- [Problem]
The records below should be set down in full, please, without any change.

Point-per-instance localization data
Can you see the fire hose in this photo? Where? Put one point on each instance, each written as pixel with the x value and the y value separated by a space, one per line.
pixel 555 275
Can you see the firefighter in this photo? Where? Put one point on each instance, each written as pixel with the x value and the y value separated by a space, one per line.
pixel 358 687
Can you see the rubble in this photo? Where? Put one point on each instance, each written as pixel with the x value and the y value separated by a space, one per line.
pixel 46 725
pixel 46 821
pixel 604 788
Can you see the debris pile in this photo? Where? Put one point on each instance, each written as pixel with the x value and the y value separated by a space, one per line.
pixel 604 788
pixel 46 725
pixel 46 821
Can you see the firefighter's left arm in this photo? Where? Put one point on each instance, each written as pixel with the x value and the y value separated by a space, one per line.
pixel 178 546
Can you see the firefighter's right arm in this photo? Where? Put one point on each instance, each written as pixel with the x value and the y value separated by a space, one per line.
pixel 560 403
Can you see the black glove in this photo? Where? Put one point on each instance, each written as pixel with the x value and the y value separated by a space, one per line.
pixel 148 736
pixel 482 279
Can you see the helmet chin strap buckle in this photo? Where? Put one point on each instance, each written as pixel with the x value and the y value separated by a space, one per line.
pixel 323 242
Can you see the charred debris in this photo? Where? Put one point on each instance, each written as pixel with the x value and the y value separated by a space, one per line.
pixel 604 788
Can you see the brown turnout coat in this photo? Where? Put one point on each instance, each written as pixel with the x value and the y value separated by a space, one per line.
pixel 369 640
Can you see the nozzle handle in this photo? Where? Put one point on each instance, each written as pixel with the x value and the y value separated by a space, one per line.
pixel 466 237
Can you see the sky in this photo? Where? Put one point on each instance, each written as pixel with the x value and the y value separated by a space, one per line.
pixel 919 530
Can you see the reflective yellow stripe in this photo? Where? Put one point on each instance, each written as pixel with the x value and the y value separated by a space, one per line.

- [Task solution]
Can you see the fire hose in this photo? Where? Put one point on each instance, each written as pixel with the x value and the y value separated by a space, one per line.
pixel 555 275
Can you see the firefighter in this photo? Where? Put one point on each instance, each written as pixel with the x value and the y value separated by a space, one per line.
pixel 358 687
Can you see the rubble in this photo? Where? Put one point on each instance, each written as pixel with the x value and the y value separated by a space, one per line.
pixel 46 725
pixel 46 821
pixel 604 788
Can you see the debris pile in this photo? Where? Put one point on each instance, each written as pixel with the x value and the y value separated by a space, one per line.
pixel 604 788
pixel 46 725
pixel 46 821
Can you see the firefighter's left arm in this photo? Where? Put one point on each instance, each written as pixel with the x value and the y value separated by a space, one per line.
pixel 178 546
Can you see the firefighter's right arm in this photo? Where? Put one point on each instance, each written as pixel with the x value and the y value separated by a space, one per line.
pixel 560 403
Can you see the black glove in this photo? Where? Put one point on each instance, each written as pixel with the x value and the y value separated by a space, one per line.
pixel 148 736
pixel 482 279
Can you see the helmet chin strap buckle in this photo? Where? Put one point on each instance, each written as pixel with the x value and the y value separated by a space, one per line.
pixel 323 242
Can you see the charred debris in this photo? Where? Put one point on each instance, each written as pixel with the x value and the y value separated by a space, one per line.
pixel 604 788
Can you see the brown turnout coat in this photo? Where? Put one point on each instance, each written as pixel with the x value and the y value separated by a space, one per line.
pixel 369 640
Can you see the nozzle handle in this photo? Where? Put one point on each instance, each written as pixel with the x value and the y value separated by a space, one per line.
pixel 466 237
Can you see the sky in this photo? Where? Put one point on each instance, each written as pixel with the x value and the y value separated by a space, one per line.
pixel 919 530
Can you see the reflective yellow stripe in this photo? Where? Put one point on each instance, each written as pixel with the x value and the y value separated by a space, one per line.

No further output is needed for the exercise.